* **QUOTED TEXT**:
[BEGIN]

I see at least a few cases of
map(None, field_names, values)
but it's not clear what the expectation is for the size of the two lists.

...
Thanks for the additional datapoint. I'm most interested in the code
surrounding the few cases with multiple inputs and whether the code is
designed around equal or unequal length inputs. The existence of the
latter is good news for the proposal. Its absence would be a
contra-indication. If you get a chance, please look at those few
multi-input cases.

ISTR there's also a plan to eliminate map in Python 3.0 in favor of
list comprehensions. That would get rid of the possibility of using
map(None...) instead of izip_longest. This needs to be thought through.

Jan 13 '06 #24

Raymond Hettinger

[Paul Rubin]

ISTR there's also a plan to eliminate map in Python 3.0 in favor of
list comprehensions. That would get rid of the possibility of using
map(None...) instead of izip_longest. This needs to be thought through.

Not to fear. If map() eventually loses its built-in status, it will
almost certainly reappear in the functional module. Also, if Py3.0
changes the balance of needs and tools, I will certainly adapt the
itertools module as needed.

Jan 13 '06 #25

Andrae Muys

ru***@yahoo.com wrote:

I am still left with a difficult to express feeling of
dissatifaction at this process.

Plese try to see it from the point of view of
someone who it not a expert at Python:

Here is izip().
My conception is it takes two sequence generators
and matches up the items from each. (I am talking
overall coceptual models here, not details.)
Here is my problem.
I have two files that produce lines and I want to
compare each line.
Seems like a perfect fit.

So I read that izip() only goes to shortest itereable,
I think, "why only the shortest? why not the longest?
what's so special about the shortest?"
At this point explanations involving lack of uses cases
are not very convincing. I have a use. All the
alternative solutions are more code, less clear, less
obvious, less right. But most importantly, there
seems to be a symmetry between the two cases
(shortest vs longest) that makes the lack of
support for matching-to-longest somehow a
defect.

Now if there is something fundamental about
matching items in parallel lists that makes it a
sensible thing to do only for equal lists (or to the
shortest list) that's fine. You seem to imply that's
the case by referencing Haskell, ML, etc. If so,
that needs to be pointed out in izip's docs.
(Though nothing I have read in this thread has
been convincing.)

Because a simple call to chain() is an obvious (it's the very first
itertool in the docs), efficient, and straight forward solution to the
problem of padding a shorter iterable.

izip(chain(shorter, pad), longer)

It is not so straight forward to arrange the truncation of an iterable;
moreover this is a far more common case as it is not uncommon to use
infinite iterators in itertable based code.

izip(count(), iter(file))

which doesn't terminate without truncation. That a common use case
fails to terminate is generally considered 'something fundamental'.

The conversion between them is of course a matter of using takewhile
and an appropriate fence.

Padding in the presence of truncation:
def fence(): pass
takewhile(lambda x: x[0] != fence and x[1] != fence,
izip(chain(iter1, repeat(fence)),
chain(iter2, repeat(fence))))

[END]

* **INSTRUCTIONS FOR THE TASK**:
Continue the forum thread about izip padding and truncation, starting after its final code line.

* **RECORDS SUPPLIED**:
[BEGIN]

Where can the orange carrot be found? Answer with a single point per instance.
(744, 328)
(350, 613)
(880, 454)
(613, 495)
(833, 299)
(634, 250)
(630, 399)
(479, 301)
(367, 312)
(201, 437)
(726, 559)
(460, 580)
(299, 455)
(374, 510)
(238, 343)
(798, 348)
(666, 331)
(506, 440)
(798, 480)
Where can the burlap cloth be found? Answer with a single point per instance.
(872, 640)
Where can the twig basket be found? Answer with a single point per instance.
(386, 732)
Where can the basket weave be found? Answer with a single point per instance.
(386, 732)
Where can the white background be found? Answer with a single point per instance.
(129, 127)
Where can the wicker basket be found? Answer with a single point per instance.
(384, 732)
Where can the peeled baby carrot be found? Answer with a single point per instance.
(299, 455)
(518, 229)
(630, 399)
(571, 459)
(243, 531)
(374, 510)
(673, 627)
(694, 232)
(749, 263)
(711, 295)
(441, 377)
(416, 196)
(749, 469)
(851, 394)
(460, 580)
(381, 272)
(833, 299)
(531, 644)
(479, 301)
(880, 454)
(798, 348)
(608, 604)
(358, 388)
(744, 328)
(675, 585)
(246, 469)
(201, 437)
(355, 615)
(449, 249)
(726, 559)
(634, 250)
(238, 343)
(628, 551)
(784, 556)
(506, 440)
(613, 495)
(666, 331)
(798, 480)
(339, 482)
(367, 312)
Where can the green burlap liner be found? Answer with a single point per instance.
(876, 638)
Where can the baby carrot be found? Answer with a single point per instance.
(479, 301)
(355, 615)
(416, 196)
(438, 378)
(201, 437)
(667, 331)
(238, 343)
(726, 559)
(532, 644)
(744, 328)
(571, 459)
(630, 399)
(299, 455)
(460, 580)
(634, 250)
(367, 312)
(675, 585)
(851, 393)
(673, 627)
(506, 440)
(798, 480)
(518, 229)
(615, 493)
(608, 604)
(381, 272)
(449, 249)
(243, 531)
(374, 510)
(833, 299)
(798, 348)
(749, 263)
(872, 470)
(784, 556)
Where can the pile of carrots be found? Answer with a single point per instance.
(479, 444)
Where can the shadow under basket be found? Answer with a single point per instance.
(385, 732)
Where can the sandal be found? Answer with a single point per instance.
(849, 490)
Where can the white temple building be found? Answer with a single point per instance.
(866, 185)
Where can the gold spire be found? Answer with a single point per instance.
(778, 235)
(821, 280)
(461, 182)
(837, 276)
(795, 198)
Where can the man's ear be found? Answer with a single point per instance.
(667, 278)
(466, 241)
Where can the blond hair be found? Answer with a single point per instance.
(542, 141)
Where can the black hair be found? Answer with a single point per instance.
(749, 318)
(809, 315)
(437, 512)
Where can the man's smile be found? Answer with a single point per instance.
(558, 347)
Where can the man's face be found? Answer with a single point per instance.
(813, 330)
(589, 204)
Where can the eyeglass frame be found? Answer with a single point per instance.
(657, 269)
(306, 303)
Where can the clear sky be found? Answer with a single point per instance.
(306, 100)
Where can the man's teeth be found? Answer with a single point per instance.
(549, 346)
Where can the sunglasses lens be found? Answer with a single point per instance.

[END]

* **EXERCISE ANSWER**:
Truncation in the presence of padding:
def fence(): pass
takewhile(lambda x: x[0] != fence or x[1] != fence,
izip(chain(iter1, repeat(fence)),
chain(iter2, repeat(fence))))

Of course you can use any value not in the domain of iter1 or iter2 as
a fence, but a closure is guarrenteed to satisfy that requirement and
hence keeps the code generic. In the padding example, if you actually
care what value is used for pad then either you can either replace
fence, or wrap the result in an imap.

Andrae Muys

Jan 23 '06 #26

rurpy

"Andrae Muys" <an*********@gmail.com> wrote:

ru***@yahoo.com wrote:
I am still left with a difficult to express feeling of
dissatifaction at this process.

Plese try to see it from the point of view of
someone who it not a expert at Python:

Here is izip().
My conception is it takes two sequence generators
and matches up the items from each. (I am talking
overall coceptual models here, not details.)
Here is my problem.
I have two files that produce lines and I want to
compare each line.
Seems like a perfect fit.

So I read that izip() only goes to shortest itereable,
I think, "why only the shortest? why not the longest?
what's so special about the shortest?"
At this point explanations involving lack of uses cases
are not very convincing. I have a use. All the
alternative solutions are more code, less clear, less
obvious, less right. But most importantly, there
seems to be a symmetry between the two cases
(shortest vs longest) that makes the lack of
support for matching-to-longest somehow a
defect.

Now if there is something fundamental about
matching items in parallel lists that makes it a
sensible thing to do only for equal lists (or to the
shortest list) that's fine. You seem to imply that's
the case by referencing Haskell, ML, etc. If so,
that needs to be pointed out in izip's docs.
(Though nothing I have read in this thread has
been convincing.)

Because a simple call to chain() is an obvious (it's the very first
itertool in the docs), efficient, and straight forward solution to the
problem of padding a shorter iterable.

izip(chain(shorter, pad), longer)

And how do you tell, a priori, which iterable will turn out to
be the shortest?
It is not so straight forward to arrange the truncation of an iterable;
moreover this is a far more common case as it is not uncommon to use
infinite iterators in itertable based code.
It may be more common (which is arguable), but that
does not mean the "iterate-to-longest" is uncommon,
or is not common enough to be worth bothering about.
izip(count(), iter(file))

which doesn't terminate without truncation. That a common use case
fails to terminate is generally considered 'something fundamental'.
Nobody is suggesting changing the current behavior
of izip() in this case.
The conversion between them is of course a matter of using takewhile
and an appropriate fence.
"of course"?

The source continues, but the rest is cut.